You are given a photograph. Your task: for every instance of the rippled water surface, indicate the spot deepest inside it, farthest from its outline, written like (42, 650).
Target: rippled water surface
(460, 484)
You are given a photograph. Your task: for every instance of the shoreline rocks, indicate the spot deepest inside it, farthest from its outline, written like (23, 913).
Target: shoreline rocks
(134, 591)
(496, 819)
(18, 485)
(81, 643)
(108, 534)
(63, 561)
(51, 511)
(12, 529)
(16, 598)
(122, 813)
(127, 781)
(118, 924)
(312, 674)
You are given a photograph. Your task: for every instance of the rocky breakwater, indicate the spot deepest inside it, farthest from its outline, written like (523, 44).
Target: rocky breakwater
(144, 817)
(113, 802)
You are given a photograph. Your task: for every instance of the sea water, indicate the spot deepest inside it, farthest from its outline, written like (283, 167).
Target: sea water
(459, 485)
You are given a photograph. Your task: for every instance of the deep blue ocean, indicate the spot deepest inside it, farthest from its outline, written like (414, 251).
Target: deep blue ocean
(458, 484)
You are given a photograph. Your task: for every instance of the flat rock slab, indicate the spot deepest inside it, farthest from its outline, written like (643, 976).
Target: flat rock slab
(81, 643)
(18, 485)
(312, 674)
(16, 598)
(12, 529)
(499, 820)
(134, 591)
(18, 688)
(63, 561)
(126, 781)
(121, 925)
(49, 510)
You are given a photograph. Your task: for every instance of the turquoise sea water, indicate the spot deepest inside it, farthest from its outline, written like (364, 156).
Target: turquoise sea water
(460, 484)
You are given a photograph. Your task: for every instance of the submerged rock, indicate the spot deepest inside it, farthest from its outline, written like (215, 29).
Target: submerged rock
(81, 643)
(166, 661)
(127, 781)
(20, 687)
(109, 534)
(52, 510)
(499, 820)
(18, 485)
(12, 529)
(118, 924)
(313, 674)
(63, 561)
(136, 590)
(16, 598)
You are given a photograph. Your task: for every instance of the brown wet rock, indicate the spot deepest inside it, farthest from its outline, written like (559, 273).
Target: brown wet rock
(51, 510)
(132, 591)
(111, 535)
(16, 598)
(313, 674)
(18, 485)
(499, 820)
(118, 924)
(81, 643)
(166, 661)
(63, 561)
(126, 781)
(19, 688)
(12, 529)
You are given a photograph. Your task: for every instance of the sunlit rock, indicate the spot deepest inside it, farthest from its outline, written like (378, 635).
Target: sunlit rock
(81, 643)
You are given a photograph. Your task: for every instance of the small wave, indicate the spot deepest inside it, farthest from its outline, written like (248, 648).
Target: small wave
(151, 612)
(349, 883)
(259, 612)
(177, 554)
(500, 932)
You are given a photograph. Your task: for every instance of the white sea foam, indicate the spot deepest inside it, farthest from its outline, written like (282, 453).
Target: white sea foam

-----

▶ [TASK REQUIREMENTS]: Extract each entry in full, exactly as given.

▶ [THE RESPONSE]:
You are given a photograph. Your task: for every instance of the rippled water surface, indicate the spot deepest inside it, farthest from its outline, written like (42, 650).
Target: rippled water surface
(460, 484)
You are given a photograph. Your task: for every instance of the shoreline rocks, indicate the spot deepest inside it, farthest from its outline, written like (23, 913).
Target: shoreline rocks
(134, 591)
(496, 819)
(18, 485)
(81, 643)
(108, 534)
(63, 561)
(51, 511)
(12, 529)
(16, 598)
(122, 813)
(127, 781)
(118, 924)
(312, 674)
You are given a photograph. Your task: for every instance of the rocky breakwater, indicate the spot deepest inside it, farthest from its outline, written like (523, 44).
Target: rocky breakwater
(144, 817)
(113, 802)
You are given a photograph. Your task: for every instance of the sea water, indicate the spot deepest inside it, farthest from its outline, written like (283, 167).
Target: sea water
(459, 485)
You are given a photograph. Your task: for every instance of the deep blue ocean, indicate the spot deepest inside it, farthest from its outline, written like (414, 251).
Target: deep blue ocean
(458, 484)
You are given a photograph. Your task: for every instance of the flat rock slab, indicate the spot deepest inside it, farthest from its outline, written like (643, 976).
Target: flat rock slab
(81, 643)
(18, 485)
(312, 674)
(16, 598)
(12, 529)
(499, 820)
(134, 591)
(18, 688)
(63, 561)
(126, 781)
(121, 925)
(49, 510)
You are given a photograph. Your task: for every instance of the turquoise sea water, indicate the spot deepest inside it, farthest from its outline, written like (364, 156).
Target: turquoise sea water
(460, 484)
You are given a photograph. Your task: for every instance of the submerged rock, indicate the spot deepest inside it, farthest from its outline, written like (215, 29).
Target: submerged rock
(81, 643)
(166, 661)
(127, 781)
(20, 687)
(109, 534)
(52, 510)
(499, 820)
(18, 485)
(12, 529)
(118, 924)
(313, 674)
(63, 561)
(136, 590)
(16, 598)
You are given a photograph. Your task: for every instance of the brown wet rock, indicate the spot deepest inside it, farthest from its outline, written like (559, 273).
Target: brown wet rock
(51, 510)
(132, 591)
(111, 535)
(16, 598)
(313, 674)
(18, 485)
(499, 820)
(118, 924)
(81, 643)
(166, 661)
(63, 561)
(126, 781)
(19, 688)
(12, 529)
You are given a photograph. Your task: for every instance of the sunlit rock, indicate the spot deepest inside it, farthest from its outline, written like (378, 635).
Target: sunlit rock
(81, 643)
You are given a photograph. Your task: for every instance of the small wave, indicate the spot deepest inside it, farthest from its outline, written like (248, 648).
Target: small wave
(151, 612)
(349, 883)
(259, 612)
(177, 554)
(500, 932)
You are given a photograph. Your task: for every instance of the white sea foam, indicate the spot deepest inside it, farthest from its outline, written like (282, 453).
Target: white sea foam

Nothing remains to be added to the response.